Problem description:
Please retype the rows below word for word, keeping every character and line break unchanged.

:: Entries supplied ::

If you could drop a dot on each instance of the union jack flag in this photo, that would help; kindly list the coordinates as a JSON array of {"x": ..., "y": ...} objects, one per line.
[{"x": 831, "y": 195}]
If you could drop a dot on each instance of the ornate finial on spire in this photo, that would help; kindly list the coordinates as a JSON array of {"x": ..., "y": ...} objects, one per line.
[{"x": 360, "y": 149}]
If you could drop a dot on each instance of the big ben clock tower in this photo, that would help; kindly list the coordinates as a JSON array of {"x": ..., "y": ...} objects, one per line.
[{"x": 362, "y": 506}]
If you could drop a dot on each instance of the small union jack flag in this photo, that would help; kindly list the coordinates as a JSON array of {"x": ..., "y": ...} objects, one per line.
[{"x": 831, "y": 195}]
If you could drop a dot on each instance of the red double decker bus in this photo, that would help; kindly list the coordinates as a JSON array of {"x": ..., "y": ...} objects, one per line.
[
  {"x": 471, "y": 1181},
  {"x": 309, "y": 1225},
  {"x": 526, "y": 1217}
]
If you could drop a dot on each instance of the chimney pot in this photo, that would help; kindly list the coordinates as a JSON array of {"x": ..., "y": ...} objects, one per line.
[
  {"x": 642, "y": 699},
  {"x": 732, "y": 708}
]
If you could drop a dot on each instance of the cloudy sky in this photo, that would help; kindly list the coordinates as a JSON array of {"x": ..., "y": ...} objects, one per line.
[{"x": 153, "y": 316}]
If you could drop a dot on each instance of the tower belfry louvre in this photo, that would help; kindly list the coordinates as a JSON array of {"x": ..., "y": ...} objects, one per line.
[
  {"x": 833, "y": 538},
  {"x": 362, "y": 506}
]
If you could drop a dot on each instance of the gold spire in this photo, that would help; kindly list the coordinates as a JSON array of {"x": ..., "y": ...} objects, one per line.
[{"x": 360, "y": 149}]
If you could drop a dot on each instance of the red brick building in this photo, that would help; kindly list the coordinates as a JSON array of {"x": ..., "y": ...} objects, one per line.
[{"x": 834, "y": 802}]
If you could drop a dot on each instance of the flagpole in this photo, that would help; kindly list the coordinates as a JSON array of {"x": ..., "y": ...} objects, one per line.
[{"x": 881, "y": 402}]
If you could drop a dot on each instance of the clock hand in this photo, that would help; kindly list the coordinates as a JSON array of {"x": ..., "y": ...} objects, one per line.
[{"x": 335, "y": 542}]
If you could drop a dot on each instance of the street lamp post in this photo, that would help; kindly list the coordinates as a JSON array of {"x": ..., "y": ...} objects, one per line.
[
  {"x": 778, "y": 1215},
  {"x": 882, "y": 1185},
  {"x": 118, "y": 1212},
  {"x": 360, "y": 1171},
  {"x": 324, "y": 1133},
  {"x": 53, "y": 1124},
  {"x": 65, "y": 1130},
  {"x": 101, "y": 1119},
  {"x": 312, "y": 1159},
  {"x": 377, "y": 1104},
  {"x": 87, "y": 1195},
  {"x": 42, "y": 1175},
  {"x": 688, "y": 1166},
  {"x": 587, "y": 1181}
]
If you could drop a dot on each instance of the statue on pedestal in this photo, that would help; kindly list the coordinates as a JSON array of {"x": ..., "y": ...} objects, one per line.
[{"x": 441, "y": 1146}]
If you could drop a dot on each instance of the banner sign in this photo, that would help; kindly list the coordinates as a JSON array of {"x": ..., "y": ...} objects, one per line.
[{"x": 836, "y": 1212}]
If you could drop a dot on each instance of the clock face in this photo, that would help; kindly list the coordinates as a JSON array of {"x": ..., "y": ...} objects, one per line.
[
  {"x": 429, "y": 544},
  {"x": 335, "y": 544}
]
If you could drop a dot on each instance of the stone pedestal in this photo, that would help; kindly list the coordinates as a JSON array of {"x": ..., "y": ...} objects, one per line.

:::

Output of the exercise:
If you could drop a dot on each instance of the union jack flag in this photo, that would help; kindly list the coordinates as a JSON array of {"x": ..., "y": ...} objects, one per line.
[{"x": 831, "y": 195}]
If you could drop a dot on each instance of the ornate finial on spire in this photo, that would help; kindly list the coordinates as a JSON array of {"x": ..., "y": ...} objects, one per line.
[{"x": 360, "y": 149}]
If you could drop a dot on each instance of the big ben clock tower in this photo, that would help; kindly list the coordinates as a JSON array of {"x": ..., "y": ...} objects, one per line.
[{"x": 362, "y": 506}]
If you could drop a dot on each instance of the small union jack flag in this photo, that would help; kindly list the coordinates as a JSON array of {"x": ..., "y": ...} objects, one per line.
[{"x": 831, "y": 195}]
If you could drop a dot on each instance of the red double decker bus in this photo, that would help; kindly list the coordinates as a JSON array of {"x": ..., "y": ...} objects, one per line.
[
  {"x": 471, "y": 1181},
  {"x": 309, "y": 1225},
  {"x": 526, "y": 1217}
]
If you could drop a dot on each instance of the chimney pot in this photo, that would help; kindly list the coordinates as a JSON array of {"x": ..., "y": ...} objects, one per line.
[
  {"x": 642, "y": 699},
  {"x": 732, "y": 708}
]
If you could drop a dot on each instance of the cloudy sky in this photo, that would help; kindly list the coordinates as a JSON array of {"x": ..., "y": ...} objects, one per line.
[{"x": 153, "y": 316}]
If you could drop a dot on each instance of the tower belfry louvre in this photo, that would help; kindly list the coordinates as a JSON array of {"x": ..., "y": ...} objects, one per line.
[
  {"x": 833, "y": 538},
  {"x": 362, "y": 506}
]
If you could drop a dot on each instance of the gold spire in this photo, that would help; kindly list the coordinates as a JSON array of {"x": ..., "y": ...} objects, one per line.
[{"x": 360, "y": 149}]
If you could drop a dot on each instance of the red brick building in this photo, that would help; kindly list the coordinates as a JSON array of {"x": ..., "y": ...} objects, one per line.
[{"x": 834, "y": 802}]
If you could drop a dot on each instance of the flagpole in this photo, that would help; kindly list the coordinates as a JSON array of {"x": ..., "y": ...} objects, one per line.
[{"x": 881, "y": 402}]
If you could drop a dot on each instance of the clock hand in this photo, that would help; kindly list the coordinates as a JSON array of {"x": ..., "y": ...} objects, one per line.
[{"x": 335, "y": 542}]
If you could drop a dot on each instance of the street lamp post in this photo, that would help; kindly list the coordinates as a JSON array of {"x": ..., "y": ...} objects, one per line.
[
  {"x": 778, "y": 1215},
  {"x": 882, "y": 1185},
  {"x": 118, "y": 1212},
  {"x": 360, "y": 1171},
  {"x": 324, "y": 1133},
  {"x": 53, "y": 1124},
  {"x": 65, "y": 1130},
  {"x": 101, "y": 1119},
  {"x": 312, "y": 1159},
  {"x": 377, "y": 1104},
  {"x": 87, "y": 1195},
  {"x": 42, "y": 1175},
  {"x": 688, "y": 1166},
  {"x": 587, "y": 1181}
]
If you could drop a dot on each instance of the statue on pedestal in this photo, that would help; kindly list the coordinates as a JSON array of {"x": ..., "y": ...} objects, one per line.
[{"x": 441, "y": 1146}]
If you could drop a dot on each instance of the banner sign in this photo, that would help; kindly list the coordinates as a JSON array of {"x": ..., "y": ...} objects, one per line.
[{"x": 836, "y": 1212}]
If you could drop a dot on each instance of the clock face in this photo, that would help; kindly list the coordinates as a JSON array of {"x": ..., "y": ...} objects, one per line.
[
  {"x": 429, "y": 544},
  {"x": 335, "y": 544}
]
If you could drop a dot on each instance of the stone pedestal in this photo, that would help; kindly list the coordinates as a JSON array of {"x": ..., "y": ...} objects, one per line.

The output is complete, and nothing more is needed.